- **EXCERPT PROVIDED**:
____________
Quechup Quandry: Today, we’re all Spammers

Quechup Quandry: Today, we’re all Spammers

I like to think that the blogosphere in general has a certain amount of power. One blog out of milions may not, but when something happens that runs counter to expectations and a good chunk of bloggers complain publicly, the results seem to be pretty dramatic.

Case in point: social networking site Quechup created a splash in the last few days by asking users to enter their email addresses and passwords so that the system could check to see if any of their friends were already members. (Personally, I don’t see why anyone would do this in the first place. While I guess there’s some email from my closest friends and family in my inbox somewhere, I don’t really use email to communicate with the people I see on, say, Facebook, or in Second Life or on IRC. Email is too formal for that, and I’d rather search for my friends some other way. I’d rather look up one and see who they have friended already, etc. I found a lot of people I know on Facebook through the groups. Anyway.) So the system does what one would expect; it looks up the email addresses in your contacts lists and checks to see if those people have accounts yet. Then it shows you the ones it found. Do you want to add these people are friends? Sure! Who wouldn’t push that button? Why not. Add them. What Quechup does next: it emails out an invitation, from you, to everyone you’ve ever corresponded with, personally inviting them to join this rockin’ new site you found. Without warning you that it was going to do it.

This is really not what email is for, and it’s a real abuse to use it that way.

In what universe is this okay? In what universe, seriously, is it okay for a system to prompt you to send out mass email to people who have not signed up for it? It’s one thing to send a message to people in a facebook group; they’re there on purpose. People in your contacts in email? Didn’t sign up for squat.

It’s a trust issue, certainly. You see an invite from someone you know (heck, there are a handful of people whose mere name in email would get me to click a button somewhere, sure!), follow through, and suddenly…you’re in the same boat! You’ve just spammed every living soul you know! So Quechup was certainly taking advantage of that trust, but is in return eroding people’s trust not only in social networking systems, but also in us. (Will people think twice when you ask them to have a look at something? Sure they will.)

So now if you run a google search on “quetchup” (like this one) you see a zillion posts by angry bloggers who are incredibly sorry to those they accidentally emailed, and incredibly angry at Quetchup. I’d love to see what happens. Will that mistake, and the widespread reaction to it, destroy Quetchup? Or is any publicity good publicity, and will this be the making of them?

Moral of the story: don’t give anyone or any website your email password. Ever!
____________
- **PROVIDED DATA**:

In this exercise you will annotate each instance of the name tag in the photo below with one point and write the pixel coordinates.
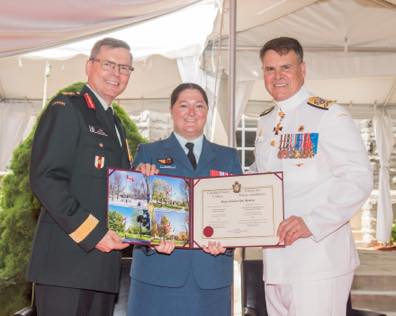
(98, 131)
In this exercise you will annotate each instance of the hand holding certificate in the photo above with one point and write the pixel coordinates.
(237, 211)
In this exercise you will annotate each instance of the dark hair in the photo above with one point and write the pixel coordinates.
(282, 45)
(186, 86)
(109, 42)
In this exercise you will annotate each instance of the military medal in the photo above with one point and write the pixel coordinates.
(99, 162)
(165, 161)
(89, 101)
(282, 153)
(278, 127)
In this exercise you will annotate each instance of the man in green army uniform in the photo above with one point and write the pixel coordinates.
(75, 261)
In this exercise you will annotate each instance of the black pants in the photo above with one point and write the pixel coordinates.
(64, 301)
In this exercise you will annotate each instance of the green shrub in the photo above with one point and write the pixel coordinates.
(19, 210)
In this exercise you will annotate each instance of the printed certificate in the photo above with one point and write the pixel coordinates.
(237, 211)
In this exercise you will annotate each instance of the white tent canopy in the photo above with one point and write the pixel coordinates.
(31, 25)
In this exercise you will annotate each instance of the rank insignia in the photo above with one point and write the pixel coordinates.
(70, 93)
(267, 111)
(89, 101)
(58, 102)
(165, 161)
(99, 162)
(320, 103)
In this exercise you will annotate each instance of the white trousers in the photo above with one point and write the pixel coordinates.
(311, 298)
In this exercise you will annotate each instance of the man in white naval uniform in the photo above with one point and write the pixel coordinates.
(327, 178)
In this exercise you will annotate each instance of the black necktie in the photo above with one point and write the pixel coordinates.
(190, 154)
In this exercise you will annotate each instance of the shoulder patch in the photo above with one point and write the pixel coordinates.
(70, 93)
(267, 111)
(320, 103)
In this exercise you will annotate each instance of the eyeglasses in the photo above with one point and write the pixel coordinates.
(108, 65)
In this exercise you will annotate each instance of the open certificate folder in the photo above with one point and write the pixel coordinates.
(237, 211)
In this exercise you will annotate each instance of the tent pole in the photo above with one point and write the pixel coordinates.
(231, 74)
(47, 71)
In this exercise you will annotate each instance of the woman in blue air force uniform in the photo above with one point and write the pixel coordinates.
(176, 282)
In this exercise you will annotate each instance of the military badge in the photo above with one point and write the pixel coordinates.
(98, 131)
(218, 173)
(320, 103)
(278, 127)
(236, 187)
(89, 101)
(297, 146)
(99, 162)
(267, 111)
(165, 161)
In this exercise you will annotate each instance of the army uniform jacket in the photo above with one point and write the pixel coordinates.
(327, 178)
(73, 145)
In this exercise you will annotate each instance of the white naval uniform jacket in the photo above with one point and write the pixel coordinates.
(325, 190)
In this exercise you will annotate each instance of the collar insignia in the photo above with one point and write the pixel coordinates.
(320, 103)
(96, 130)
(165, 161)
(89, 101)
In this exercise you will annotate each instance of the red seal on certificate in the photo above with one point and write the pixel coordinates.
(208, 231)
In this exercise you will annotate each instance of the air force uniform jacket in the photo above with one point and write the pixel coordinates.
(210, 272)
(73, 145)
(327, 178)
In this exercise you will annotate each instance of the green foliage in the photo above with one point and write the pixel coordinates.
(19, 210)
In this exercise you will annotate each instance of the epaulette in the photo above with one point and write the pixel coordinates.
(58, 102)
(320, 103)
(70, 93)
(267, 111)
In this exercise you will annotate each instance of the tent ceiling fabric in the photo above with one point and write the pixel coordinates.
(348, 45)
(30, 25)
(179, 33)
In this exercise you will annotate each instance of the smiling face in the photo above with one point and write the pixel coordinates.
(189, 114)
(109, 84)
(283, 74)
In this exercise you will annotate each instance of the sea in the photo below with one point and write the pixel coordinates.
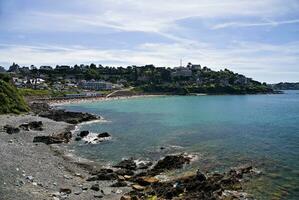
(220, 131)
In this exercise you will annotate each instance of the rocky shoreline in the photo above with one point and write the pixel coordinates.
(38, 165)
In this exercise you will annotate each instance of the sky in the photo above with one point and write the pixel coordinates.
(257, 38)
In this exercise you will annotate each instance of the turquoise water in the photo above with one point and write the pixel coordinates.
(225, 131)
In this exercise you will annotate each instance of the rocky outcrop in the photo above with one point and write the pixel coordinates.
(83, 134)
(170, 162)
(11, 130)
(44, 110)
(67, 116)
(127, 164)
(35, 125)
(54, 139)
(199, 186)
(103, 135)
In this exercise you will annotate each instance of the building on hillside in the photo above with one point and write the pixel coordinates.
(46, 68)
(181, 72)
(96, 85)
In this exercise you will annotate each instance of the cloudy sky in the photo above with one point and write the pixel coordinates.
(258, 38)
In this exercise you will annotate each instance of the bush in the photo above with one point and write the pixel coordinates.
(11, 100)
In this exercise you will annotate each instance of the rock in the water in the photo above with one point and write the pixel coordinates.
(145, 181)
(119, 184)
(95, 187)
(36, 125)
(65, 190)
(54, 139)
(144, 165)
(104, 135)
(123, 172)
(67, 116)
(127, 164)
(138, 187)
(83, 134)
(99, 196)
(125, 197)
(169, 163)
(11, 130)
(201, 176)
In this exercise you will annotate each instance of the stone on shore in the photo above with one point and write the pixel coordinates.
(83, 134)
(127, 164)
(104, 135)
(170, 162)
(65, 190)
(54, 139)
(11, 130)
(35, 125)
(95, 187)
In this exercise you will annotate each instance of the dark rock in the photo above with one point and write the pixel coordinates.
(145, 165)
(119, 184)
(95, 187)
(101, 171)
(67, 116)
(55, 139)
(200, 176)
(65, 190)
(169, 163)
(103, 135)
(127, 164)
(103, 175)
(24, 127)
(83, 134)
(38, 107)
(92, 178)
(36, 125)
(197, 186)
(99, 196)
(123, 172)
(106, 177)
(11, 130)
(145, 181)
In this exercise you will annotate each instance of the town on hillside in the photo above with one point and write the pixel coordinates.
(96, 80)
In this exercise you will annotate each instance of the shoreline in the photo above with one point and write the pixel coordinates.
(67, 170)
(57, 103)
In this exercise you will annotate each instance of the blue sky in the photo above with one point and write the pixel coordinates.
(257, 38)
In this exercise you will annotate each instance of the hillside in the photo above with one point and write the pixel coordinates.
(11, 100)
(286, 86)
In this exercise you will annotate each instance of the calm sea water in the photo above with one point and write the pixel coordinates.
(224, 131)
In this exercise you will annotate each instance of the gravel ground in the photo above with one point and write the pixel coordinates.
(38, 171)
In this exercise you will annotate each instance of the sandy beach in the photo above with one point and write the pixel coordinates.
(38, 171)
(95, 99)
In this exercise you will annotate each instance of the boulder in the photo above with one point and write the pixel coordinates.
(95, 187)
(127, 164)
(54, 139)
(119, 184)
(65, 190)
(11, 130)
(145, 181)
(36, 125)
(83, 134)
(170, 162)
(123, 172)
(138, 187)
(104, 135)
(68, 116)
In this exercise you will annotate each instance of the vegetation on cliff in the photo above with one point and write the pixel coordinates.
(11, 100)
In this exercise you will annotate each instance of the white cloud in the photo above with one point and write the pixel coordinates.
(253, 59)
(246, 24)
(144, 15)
____________
- **TASK BRIEF**: Write a continuation of the blog post about Quechup, starting after its final line. The material above is from a separate source and has no connection to the blog post about Quechup.

- **EXPECTED OUTPUT**:
0 thoughts on “Quechup Quandry: Today, we’re all Spammers

  1. Don’t all the social networking sites do that, though? I know Faacebook, LinkedIn, Xing and MySpace all have the ability to look up your email contacts and tell you if they are on the network. That’s nothing unusual. I get the impression from your post that Quechup sent invitation emails *without* asking the user to click Yes, Send Emails to Everyone I Know?

  2. See, I hadn’t heard of Quechup (also, worst startup name ever). Now I’m not even going to go to their site.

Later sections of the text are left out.